* **Document excerpt**:
— begin —

The Model Context Protocol (MCP), a standard that enables AI systems to connect and interact directly with software systems, has been widely adopted across AI tooling to provide access to systems that hold critical data and workflows.
This is especially important when developing with AI coding agents, since many critical development tools live outside the IDE. For example, feature flagging, experimentation, and analytics tools like Statsig shape how code reaches production, but without MCP, AI coding agents lack visibility into that context. As a result, teams are forced to either context-switch between tools like Statsig and the IDE, or risk AI agents writing code without access to guardrails such as feature flags or measurement through experimentation when they are needed.
This guide shows how to use Statsig’s MCP server to address that challenge in practice. It walks through setup, prompt examples, and best practices for integrating feature gates, experiments, and measurement directly into AI coding workflows.
The Statsig MCP server exposes Statsig’s Console and API functionality as a structured set of tools that AI clients can call directly. Feature flags, experiments, rollouts, metrics, and guardrails already sit at the center of how teams ship safely with confidence. Statsig’s MCP makes this system of record native to the AI development workflow and directly accessible to AI agents.

— end —

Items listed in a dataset

— begin —

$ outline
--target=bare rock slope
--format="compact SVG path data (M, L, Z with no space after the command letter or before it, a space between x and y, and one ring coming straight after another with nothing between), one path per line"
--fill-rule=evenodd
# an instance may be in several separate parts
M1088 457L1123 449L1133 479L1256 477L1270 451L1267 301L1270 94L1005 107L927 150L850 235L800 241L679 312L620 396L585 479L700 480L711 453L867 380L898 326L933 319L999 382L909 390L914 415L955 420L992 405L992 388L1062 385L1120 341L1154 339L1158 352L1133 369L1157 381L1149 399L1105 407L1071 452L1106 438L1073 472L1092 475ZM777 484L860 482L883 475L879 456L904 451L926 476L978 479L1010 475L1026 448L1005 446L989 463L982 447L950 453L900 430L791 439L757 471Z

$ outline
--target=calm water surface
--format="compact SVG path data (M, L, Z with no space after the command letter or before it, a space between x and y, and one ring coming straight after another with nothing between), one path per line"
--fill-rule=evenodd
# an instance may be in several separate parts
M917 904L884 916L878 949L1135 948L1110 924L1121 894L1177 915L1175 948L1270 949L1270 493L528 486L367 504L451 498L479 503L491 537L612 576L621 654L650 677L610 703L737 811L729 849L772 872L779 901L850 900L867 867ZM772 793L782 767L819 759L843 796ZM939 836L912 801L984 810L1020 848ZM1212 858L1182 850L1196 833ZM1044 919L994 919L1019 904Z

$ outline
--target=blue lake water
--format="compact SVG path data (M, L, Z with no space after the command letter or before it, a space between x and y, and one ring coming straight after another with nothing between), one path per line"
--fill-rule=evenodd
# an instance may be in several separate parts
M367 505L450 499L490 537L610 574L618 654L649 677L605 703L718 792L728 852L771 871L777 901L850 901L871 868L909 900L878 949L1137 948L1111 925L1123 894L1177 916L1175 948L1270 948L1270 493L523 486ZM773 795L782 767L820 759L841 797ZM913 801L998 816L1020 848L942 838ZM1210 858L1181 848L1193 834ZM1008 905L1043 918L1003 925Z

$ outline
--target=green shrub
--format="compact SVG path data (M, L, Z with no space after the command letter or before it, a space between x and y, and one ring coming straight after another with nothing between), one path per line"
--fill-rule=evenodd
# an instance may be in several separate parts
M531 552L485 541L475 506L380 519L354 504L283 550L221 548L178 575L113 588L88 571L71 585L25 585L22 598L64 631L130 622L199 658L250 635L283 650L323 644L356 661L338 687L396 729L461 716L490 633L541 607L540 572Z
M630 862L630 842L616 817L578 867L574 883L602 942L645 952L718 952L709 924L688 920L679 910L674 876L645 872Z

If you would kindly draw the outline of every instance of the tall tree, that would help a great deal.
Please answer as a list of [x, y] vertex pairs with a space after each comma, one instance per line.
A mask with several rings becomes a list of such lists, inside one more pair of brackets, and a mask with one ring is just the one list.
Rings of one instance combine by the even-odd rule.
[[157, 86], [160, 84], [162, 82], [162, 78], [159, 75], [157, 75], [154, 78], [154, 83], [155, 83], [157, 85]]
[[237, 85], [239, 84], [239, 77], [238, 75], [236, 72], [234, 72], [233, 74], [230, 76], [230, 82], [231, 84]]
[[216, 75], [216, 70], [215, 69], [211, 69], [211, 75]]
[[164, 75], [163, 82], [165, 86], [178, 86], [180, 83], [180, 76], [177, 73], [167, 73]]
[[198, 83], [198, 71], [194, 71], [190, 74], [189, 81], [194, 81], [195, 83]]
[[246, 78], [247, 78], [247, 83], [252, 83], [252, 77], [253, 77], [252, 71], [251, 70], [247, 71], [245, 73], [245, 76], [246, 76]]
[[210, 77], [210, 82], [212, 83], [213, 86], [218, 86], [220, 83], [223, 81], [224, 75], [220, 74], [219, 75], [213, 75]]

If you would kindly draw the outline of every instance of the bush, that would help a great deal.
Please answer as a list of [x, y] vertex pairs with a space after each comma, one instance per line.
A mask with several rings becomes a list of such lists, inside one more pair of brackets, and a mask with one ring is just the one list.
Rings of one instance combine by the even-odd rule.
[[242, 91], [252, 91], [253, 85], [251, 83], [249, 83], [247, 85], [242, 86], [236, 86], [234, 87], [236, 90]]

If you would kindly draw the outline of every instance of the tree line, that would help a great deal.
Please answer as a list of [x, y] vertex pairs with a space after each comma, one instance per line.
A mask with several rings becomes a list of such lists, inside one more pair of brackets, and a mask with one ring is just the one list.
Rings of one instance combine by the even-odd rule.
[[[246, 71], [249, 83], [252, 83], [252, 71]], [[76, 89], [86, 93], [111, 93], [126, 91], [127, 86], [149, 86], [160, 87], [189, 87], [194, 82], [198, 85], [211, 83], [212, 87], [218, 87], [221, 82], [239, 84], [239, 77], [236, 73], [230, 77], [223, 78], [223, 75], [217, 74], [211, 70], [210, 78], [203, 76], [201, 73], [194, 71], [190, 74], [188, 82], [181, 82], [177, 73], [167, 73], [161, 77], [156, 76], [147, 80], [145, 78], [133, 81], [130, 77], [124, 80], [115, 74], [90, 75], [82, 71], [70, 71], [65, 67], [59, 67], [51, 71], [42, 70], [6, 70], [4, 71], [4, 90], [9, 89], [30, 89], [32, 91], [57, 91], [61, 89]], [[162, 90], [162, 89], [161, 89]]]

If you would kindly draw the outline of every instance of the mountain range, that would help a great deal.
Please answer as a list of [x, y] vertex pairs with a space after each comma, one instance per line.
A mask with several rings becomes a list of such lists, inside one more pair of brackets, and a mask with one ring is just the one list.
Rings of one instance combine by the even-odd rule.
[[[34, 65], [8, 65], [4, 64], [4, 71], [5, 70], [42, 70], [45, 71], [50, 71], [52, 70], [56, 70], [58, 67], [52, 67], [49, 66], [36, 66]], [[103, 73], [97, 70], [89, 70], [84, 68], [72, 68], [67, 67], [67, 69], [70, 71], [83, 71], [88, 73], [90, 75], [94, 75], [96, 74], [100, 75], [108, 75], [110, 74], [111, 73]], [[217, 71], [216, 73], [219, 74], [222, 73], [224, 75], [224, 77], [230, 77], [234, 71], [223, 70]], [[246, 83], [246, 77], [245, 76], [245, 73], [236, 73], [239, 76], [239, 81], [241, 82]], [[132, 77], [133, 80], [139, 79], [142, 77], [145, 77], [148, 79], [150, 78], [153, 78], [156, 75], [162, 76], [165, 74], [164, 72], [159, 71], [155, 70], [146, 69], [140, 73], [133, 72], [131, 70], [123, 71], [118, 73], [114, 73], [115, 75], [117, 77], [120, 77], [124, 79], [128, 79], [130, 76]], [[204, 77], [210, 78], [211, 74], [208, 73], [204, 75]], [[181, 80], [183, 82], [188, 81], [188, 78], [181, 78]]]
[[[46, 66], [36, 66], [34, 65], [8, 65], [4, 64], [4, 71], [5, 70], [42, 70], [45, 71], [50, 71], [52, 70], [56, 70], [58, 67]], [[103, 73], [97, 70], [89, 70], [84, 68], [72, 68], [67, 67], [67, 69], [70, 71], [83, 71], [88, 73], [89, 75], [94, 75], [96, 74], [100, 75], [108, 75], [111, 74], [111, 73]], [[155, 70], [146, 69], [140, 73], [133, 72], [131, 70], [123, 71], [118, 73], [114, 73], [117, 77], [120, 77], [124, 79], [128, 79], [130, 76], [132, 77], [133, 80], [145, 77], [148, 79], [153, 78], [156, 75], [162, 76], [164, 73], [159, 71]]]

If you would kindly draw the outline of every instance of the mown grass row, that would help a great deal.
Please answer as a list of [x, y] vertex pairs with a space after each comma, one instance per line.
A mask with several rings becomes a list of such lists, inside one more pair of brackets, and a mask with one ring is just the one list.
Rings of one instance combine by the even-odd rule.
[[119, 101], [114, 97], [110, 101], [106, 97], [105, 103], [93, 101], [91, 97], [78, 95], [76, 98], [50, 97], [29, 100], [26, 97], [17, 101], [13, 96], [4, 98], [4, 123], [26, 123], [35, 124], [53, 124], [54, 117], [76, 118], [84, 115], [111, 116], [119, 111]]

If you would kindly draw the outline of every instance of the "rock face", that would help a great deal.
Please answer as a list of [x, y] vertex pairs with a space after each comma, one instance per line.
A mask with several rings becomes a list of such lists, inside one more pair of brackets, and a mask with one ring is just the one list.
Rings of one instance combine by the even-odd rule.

— end —

* **Required work**:
(1) Repeat the Statsig MCP excerpt word for word, starting at "This is especially" and ending at "they are needed.".
(2) According to the Statsig MCP excerpt, why is MCP especially important when developing with AI coding agents? Answer in one to three sentences.

* **Solutions to the exercise**:
(1)
This is especially important when developing with AI coding agents, since many critical development tools live outside the IDE. For example, feature flagging, experimentation, and analytics tools like Statsig shape how code reaches production, but without MCP, AI coding agents lack visibility into that context. As a result, teams are forced to either context-switch between tools like Statsig and the IDE, or risk AI agents writing code without access to guardrails such as feature flags or measurement through experimentation when they are needed.

(2) Many critical development tools, such as feature flagging, experimentation, and analytics tools like Statsig, live outside the IDE, and without MCP, AI coding agents lack visibility into that context. Teams must then either context-switch between those tools and the IDE or risk agents writing code without guardrails such as feature flags or measurement through experimentation.